■ Instructions to follow
Echo the data below back line for line, changing nothing.

■ Input for this task
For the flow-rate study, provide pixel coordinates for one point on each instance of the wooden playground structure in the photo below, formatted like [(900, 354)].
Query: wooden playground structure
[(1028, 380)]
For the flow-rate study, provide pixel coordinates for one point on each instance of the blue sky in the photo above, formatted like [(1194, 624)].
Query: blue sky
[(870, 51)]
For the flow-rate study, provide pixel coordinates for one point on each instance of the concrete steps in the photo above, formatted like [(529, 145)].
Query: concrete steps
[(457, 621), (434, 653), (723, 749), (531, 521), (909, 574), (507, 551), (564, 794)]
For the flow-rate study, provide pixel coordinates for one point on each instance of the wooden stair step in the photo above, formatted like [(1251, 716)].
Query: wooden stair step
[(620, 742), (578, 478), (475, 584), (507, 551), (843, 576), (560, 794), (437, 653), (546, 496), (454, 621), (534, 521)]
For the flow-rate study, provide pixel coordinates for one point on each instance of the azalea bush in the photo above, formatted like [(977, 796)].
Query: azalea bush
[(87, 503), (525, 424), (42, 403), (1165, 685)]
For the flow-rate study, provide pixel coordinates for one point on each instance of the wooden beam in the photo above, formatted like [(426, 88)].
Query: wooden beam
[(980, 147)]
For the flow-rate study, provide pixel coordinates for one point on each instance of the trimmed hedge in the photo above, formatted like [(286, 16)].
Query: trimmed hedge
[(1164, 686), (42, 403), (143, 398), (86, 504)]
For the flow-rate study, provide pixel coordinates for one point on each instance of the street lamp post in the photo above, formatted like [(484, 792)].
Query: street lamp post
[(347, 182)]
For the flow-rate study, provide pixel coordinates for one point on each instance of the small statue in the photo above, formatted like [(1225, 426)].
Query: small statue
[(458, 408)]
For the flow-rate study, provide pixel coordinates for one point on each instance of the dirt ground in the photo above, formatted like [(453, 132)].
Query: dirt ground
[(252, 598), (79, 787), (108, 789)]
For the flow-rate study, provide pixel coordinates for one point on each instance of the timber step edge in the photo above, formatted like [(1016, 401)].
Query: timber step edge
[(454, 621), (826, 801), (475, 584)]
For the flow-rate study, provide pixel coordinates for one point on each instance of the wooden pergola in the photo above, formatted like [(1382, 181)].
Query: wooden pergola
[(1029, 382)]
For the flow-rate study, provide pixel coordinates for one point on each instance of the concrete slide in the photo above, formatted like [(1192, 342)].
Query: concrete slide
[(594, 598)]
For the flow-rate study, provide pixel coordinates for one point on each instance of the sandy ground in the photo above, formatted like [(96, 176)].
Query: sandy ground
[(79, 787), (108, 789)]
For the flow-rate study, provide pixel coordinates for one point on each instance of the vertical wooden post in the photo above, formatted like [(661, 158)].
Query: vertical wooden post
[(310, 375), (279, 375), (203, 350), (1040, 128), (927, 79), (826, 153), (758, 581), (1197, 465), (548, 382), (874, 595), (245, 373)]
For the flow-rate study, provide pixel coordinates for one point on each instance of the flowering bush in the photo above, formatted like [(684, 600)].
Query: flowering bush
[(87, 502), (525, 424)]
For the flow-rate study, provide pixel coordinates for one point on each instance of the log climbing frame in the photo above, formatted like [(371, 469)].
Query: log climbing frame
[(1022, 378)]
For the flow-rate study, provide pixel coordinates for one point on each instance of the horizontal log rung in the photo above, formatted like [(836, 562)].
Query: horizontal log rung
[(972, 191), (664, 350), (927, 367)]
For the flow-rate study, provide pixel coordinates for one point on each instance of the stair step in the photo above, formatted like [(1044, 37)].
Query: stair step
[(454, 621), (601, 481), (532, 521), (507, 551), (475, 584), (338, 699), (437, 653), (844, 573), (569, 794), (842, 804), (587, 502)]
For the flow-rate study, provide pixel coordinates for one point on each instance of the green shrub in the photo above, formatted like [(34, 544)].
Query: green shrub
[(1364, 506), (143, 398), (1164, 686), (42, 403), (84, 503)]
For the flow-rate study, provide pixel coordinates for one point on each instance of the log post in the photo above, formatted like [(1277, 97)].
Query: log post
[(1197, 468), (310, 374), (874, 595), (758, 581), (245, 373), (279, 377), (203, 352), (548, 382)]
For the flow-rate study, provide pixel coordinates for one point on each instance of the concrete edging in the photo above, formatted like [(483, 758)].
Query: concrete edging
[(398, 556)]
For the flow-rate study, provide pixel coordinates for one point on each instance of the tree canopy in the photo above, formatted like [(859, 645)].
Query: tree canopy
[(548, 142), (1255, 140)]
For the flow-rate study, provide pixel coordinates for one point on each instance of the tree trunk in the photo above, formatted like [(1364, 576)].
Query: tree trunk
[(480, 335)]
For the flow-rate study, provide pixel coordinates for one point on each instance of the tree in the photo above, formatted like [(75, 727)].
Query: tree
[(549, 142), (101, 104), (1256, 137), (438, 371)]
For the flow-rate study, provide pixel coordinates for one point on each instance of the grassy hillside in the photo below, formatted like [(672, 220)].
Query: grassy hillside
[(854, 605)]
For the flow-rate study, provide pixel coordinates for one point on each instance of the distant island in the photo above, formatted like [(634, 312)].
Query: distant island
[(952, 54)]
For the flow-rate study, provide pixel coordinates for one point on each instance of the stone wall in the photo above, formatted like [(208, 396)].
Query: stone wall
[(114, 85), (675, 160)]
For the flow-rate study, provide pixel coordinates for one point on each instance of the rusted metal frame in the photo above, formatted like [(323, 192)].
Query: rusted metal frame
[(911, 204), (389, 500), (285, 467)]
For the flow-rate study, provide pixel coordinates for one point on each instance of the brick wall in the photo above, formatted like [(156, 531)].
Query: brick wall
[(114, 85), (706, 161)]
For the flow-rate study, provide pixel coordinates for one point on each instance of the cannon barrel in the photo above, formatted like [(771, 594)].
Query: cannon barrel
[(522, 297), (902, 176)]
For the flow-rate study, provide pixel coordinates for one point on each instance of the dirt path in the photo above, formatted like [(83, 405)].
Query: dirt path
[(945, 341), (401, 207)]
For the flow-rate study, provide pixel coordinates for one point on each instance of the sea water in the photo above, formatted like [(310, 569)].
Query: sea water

■ Result
For the flow-rate study, provide pixel coordinates for one point on each instance of the wooden playground structure in the photo below, formatted like [(900, 354)].
Query: wooden playground structure
[(1028, 380)]
For the flow-rate study, provide pixel coordinates for one point on each instance of the blue sky in the photo above, formatted like [(1194, 624)].
Query: blue sky
[(870, 51)]
For the flow-rate study, provide pixel coordinates for one point on each instance of the concrete steps in the photo above, formatted like [(529, 145)].
Query: concrete steps
[(457, 621), (434, 653), (723, 749), (531, 521), (909, 574), (507, 551), (564, 794)]
For the flow-rate study, provide pixel coordinates for one point on each instance of the wooden stair step in the photo above, formatted like [(1251, 716)].
Query: wooden stair step
[(620, 742), (578, 478), (475, 584), (507, 551), (843, 576), (560, 794), (437, 653), (546, 496), (454, 621), (534, 521)]
For the flow-rate study, provide pixel coordinates for one point on each instance of the azalea bush in the photo above, formatted like [(977, 796)].
Query: azalea bush
[(87, 503), (525, 424), (42, 403), (1165, 685)]
For the flow-rate study, provide pixel coordinates for one point on each instance of the wooden beam in the photo above, formatted like [(426, 88)].
Query: wooden beam
[(980, 147)]
For the flow-rate study, provide pixel coordinates for one point on each instance of the trimmed hedge in the photo above, formatted like [(286, 16)].
Query: trimmed hedge
[(1164, 686), (42, 403), (143, 398), (86, 504)]
For the flow-rate study, provide pixel coordinates for one point on each instance of the street lamp post in the photo above, formatted like [(484, 792)].
Query: street lamp post
[(347, 182)]
For the flow-rate study, provide pixel coordinates for one point on each instance of the small statue in the photo above, formatted like [(1225, 426)].
Query: small statue
[(458, 408)]
For the flow-rate study, provide pixel coordinates for one point on each instance of the dirt ground in the photo above, formatted like [(453, 132)].
Query: dirt ground
[(252, 598), (79, 787), (108, 789)]
For the flow-rate study, provide pixel coordinates for one point on each instance of the timber step edge in the photo above, formatted like [(1016, 401)].
Query: timber step edge
[(454, 621), (826, 801), (475, 584)]
For the flow-rate study, provide pixel coordinates for one point on each instance of the wooden pergola in the photo above, formatted like [(1382, 181)].
Query: wooden pergola
[(1029, 382)]
For the flow-rate study, provide pixel coordinates for one point on each instance of the concrete slide in the photo above, formatted like [(1192, 342)].
Query: concrete slide
[(594, 598)]
For the flow-rate study, provide pixel coordinates for one point on each instance of the sandy ground in the photo above, formatted like [(96, 176)].
Query: sandy ground
[(79, 787), (108, 789)]
For the flow-rate study, provide pixel coordinates for one point on each instance of the vertical wooden post in the photo above, formatted like [(661, 158)].
Query: vertical wooden post
[(310, 375), (279, 375), (203, 350), (1040, 128), (927, 79), (826, 153), (758, 581), (1197, 465), (548, 382), (874, 595), (245, 373)]
For the flow-rate study, provide pixel coordinates for one point on each instance of the flowering bush in the photo above, formatted like [(684, 600)].
Query: flowering bush
[(87, 502), (525, 424)]
For the flow-rate study, provide pixel coordinates for one point on each instance of the log climbing frame in the photo above, formatted like [(371, 469)].
Query: log climbing frame
[(1022, 378)]
For the flow-rate study, provide pixel coordinates for one point on each instance of the horizontal log rung in the photo above, formatted like [(836, 562)].
Query: horizontal log rung
[(972, 191), (664, 350), (927, 367)]
For the flow-rate study, provide pixel coordinates for one point on each instance of the stair step in the photo above, formatted like [(1044, 37)].
Query: stair step
[(454, 621), (601, 481), (532, 521), (507, 551), (475, 584), (338, 699), (437, 653), (844, 573), (569, 794), (842, 804), (587, 502)]
For the flow-rate study, provide pixel coordinates for one point on each instance of the green shrub in the photo above, formatted like [(34, 544)].
Query: green shrub
[(1364, 506), (143, 398), (1164, 686), (42, 403), (84, 503)]
For the flow-rate study, provide pixel coordinates for one point on each instance of the log post in the photo above, formatted like [(1277, 97)].
Query: log post
[(1197, 468), (310, 374), (874, 595), (758, 581), (245, 373), (279, 377), (203, 352), (548, 382)]
For the flow-rate study, provide pixel coordinates for one point on each instance of the concrete edging in the photo above, formatted like [(483, 758)].
Query: concrete edging
[(398, 556)]
For the flow-rate study, provide pixel coordinates for one point on each instance of the tree canopy in the photo above, formatted like [(859, 645)].
Query: tree canopy
[(548, 142), (1255, 140)]
For the flow-rate study, provide pixel coordinates for one point on each instance of the tree trunk in the photo above, formatted like [(1364, 576)].
Query: tree trunk
[(480, 335)]
For the flow-rate study, provide pixel coordinates for one point on each instance of the tree in the photo above, formatted like [(75, 727)].
Query: tree
[(549, 142), (101, 104), (1256, 137), (438, 371)]
For the flow-rate study, provide pixel coordinates for one point on each instance of the grassy hillside in the photo below, formatted like [(672, 220)].
Query: grassy hillside
[(854, 605)]
For the flow-rate study, provide pixel coordinates for one point on each instance of the distant island in the photo above, formatted like [(634, 312)].
Query: distant island
[(952, 54)]
For the flow-rate study, provide pixel coordinates for one point on each instance of the stone wall in the photo above, formatted like [(208, 396)].
Query: stone wall
[(114, 85), (675, 160)]
For the flow-rate study, provide pixel coordinates for one point on each instance of the rusted metal frame in the photo above, formatted like [(323, 192)].
Query: rusted metal frame
[(911, 204), (389, 500), (285, 467)]
For the flow-rate study, provide pixel coordinates for one point on each instance of the brick wall in the photo above, formatted like [(156, 531)].
Query: brick wall
[(114, 85), (706, 161)]
For the flow-rate study, provide pixel coordinates for one point on each instance of the cannon barrel in the photo above, formatted like [(771, 594)].
Query: cannon barrel
[(522, 297), (902, 176)]
For the flow-rate study, provide pixel coordinates for one point on each instance of the dirt path in the photo above, formatted like [(83, 405)].
Query: dirt path
[(945, 341), (401, 207)]
For the flow-rate study, provide pixel coordinates for one point on each instance of the sea water in the photo above, formatted like [(310, 569)].
Query: sea water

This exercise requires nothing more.